(Fragmento seleccionado):
· · · · ·

A las cinco de la tarde del sábado 30 de enero, la tormenta pareció querer ahogar a Punta del Este, lavar la frivolidad y el cansancio, devolver a las piedras y los pinos una ingenuidad , perdida. Pero Sodoma resistió: como si el azote no cayese prolijamente sobre sus cabezas, docenas de invulnerables que ni siquiera habían abandonado sus shorts siguieron recorriendo la ribera, celebrando a los gritos el acontecimiento. Algunas damas corrieron en busca de sus sombrillas playeras: cuando regresaron, la lluvia era decididamente una fiesta, y la Costanera aparecía sembrada de movedizos hongos multicolores.
Al anochecer, una serie de reiterados y fugaces cortes de luz permitió repetir casi idénticamente el espectáculo:' la multitud que circulaba por la avenida Gorlero, tomada por sorpresa, reaccionó con carcajadas, canciones y corridas en la oscuridad. Cuando PRIMERA PLANA procuró averiguar las causas de la afluencia creciente de turistas hacia Punta, chocó inesperadamente con esa realidad: "En todo Punta del Este no hay, seguramente, una sola corbata —sentenció el arquitecto Alberto Ugalde, promotor del edificio Santos Dumont—, y eso podría resumirlo todo: la gente viene acá a sentirse libre, a cambiar de personalidad, a no preocuparse aunque el cielo se le caiga en la cabeza."
Quizá podrían intentarse también otras explicaciones:
• Para los snobs, Punta ofrece todos los atractivos publicitarios: desde tropezar en La Tenaza (una elegante boite de precios desorbitados) con una estrella de cine, hasta luchar codo a codo con un ejecutivo para tener acceso a una mesa del Casino de San Rafael.
• Para la high-life argentina, Punta conserva todavía los encantos de su selectiva intimidad: de este sector vinieron las agrias quejas por la edificación de los gigantes de la zona (Vanguardia, Santos Dumont, Península), que duplicaron violentamente las posibilidades de alojamiento en el balneario.
• Para unos y otros cumple el requisito de ofrecer "turismo internacional" a precios que, si bien son mayores que los de sus similares argentinos, son sensiblemente más bajos que los de las playas europeas.

· · · · ·

(Material proporcionado):
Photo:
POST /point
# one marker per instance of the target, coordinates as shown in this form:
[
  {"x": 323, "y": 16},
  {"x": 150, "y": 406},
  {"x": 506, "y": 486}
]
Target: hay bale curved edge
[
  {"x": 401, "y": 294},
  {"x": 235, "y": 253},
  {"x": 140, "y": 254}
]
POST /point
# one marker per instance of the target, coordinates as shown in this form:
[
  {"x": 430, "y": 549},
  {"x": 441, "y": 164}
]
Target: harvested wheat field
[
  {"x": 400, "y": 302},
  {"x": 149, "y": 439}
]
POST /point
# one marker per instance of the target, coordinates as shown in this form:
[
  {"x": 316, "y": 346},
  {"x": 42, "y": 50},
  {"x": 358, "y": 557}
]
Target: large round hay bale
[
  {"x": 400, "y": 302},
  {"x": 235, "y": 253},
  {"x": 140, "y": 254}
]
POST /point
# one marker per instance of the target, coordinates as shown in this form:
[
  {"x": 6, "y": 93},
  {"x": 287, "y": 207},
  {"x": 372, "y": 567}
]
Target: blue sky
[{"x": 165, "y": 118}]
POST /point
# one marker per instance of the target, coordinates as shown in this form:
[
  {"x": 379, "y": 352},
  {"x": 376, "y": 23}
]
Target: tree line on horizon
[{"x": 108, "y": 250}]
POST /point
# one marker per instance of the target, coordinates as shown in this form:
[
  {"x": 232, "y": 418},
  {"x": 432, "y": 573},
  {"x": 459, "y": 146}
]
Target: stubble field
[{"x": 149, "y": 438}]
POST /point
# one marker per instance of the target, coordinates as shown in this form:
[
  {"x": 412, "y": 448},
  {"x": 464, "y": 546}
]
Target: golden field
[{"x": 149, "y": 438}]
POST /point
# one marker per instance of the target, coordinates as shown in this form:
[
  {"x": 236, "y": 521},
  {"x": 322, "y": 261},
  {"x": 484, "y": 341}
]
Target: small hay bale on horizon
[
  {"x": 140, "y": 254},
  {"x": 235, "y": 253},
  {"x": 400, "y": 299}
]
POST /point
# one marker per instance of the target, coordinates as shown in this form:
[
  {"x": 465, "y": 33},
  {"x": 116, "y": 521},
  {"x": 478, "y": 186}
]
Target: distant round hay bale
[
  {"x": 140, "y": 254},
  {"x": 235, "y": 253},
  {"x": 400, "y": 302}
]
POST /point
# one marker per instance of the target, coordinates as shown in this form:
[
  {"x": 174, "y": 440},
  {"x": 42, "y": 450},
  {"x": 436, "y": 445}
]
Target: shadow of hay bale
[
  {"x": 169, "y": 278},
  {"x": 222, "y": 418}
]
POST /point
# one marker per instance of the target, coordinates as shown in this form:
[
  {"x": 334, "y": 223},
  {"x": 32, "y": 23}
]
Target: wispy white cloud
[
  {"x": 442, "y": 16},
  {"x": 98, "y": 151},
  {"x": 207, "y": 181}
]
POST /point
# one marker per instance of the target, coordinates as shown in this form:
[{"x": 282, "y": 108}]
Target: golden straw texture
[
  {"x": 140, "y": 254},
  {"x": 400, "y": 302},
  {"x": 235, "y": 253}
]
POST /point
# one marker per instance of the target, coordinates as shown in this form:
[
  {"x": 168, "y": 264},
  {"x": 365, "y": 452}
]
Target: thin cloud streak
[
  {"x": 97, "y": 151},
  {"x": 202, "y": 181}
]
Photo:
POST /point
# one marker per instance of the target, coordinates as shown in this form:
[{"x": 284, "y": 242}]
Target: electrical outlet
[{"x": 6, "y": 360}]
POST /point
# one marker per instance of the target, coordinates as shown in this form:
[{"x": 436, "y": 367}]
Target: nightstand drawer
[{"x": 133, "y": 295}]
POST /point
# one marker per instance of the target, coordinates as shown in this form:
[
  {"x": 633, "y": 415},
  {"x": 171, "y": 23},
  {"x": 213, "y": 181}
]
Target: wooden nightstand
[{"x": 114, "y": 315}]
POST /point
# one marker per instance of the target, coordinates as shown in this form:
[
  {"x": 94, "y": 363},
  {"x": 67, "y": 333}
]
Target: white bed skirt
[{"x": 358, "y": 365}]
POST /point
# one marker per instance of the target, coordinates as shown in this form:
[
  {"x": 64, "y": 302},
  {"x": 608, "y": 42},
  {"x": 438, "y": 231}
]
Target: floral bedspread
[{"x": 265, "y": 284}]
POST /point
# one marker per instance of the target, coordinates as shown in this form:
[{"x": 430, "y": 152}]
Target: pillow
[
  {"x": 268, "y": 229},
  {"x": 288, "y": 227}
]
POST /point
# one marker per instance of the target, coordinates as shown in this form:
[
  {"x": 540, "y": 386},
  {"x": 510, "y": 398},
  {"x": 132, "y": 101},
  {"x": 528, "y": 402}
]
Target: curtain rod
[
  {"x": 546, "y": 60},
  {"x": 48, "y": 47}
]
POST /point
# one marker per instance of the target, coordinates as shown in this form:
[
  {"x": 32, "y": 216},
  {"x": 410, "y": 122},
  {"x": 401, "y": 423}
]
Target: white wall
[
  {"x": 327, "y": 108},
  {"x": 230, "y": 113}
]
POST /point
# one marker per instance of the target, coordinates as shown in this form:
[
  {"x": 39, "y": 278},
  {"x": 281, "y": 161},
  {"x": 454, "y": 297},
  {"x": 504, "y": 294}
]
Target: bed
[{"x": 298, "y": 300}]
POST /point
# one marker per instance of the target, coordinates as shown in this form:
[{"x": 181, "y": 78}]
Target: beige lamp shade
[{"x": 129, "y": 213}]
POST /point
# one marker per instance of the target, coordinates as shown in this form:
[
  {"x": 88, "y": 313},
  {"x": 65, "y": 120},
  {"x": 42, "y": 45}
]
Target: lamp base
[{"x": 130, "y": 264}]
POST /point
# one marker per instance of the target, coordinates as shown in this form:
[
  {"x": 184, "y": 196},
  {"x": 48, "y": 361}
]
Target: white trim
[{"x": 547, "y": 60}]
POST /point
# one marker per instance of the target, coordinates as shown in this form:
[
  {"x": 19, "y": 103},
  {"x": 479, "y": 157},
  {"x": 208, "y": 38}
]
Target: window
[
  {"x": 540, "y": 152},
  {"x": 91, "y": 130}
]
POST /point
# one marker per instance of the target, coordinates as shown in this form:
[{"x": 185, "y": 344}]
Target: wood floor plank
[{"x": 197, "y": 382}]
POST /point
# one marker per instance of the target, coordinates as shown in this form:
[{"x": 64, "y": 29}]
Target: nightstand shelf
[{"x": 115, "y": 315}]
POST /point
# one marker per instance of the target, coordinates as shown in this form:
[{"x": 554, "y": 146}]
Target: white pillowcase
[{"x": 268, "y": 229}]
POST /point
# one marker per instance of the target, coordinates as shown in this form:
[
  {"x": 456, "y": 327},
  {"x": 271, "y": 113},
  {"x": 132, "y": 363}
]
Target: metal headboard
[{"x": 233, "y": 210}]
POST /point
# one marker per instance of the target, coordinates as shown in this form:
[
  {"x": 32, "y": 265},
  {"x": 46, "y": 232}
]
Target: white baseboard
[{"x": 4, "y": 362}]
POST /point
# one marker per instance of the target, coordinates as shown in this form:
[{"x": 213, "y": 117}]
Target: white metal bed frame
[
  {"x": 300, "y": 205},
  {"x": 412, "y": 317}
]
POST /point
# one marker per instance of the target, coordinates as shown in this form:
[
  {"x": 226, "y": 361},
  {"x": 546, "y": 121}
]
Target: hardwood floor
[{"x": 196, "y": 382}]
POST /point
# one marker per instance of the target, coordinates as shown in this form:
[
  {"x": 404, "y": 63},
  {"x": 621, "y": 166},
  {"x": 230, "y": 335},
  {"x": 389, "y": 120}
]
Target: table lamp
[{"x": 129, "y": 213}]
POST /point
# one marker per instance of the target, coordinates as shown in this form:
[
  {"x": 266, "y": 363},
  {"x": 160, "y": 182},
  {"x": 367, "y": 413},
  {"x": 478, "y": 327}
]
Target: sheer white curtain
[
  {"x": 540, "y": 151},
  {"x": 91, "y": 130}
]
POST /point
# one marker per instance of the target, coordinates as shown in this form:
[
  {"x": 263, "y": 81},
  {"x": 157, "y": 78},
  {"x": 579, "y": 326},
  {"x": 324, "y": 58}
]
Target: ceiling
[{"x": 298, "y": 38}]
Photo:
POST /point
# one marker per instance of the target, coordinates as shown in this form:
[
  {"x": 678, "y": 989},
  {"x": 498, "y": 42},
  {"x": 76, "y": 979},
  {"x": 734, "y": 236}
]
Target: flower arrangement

· · · · ·

(Objetivo):
Responde con datos del fragmento sobre Punta del Este:
1. ¿A qué hora del sábado 30 de enero llegó la tormenta?
2. ¿De qué edificio era promotor el arquitecto Alberto Ugalde?
3. ¿Cómo se describe La Tenaza?

(Resultado):
1. A las cinco de la tarde.
2. Del edificio Santos Dumont.
3. Como una elegante boite de precios desorbitados.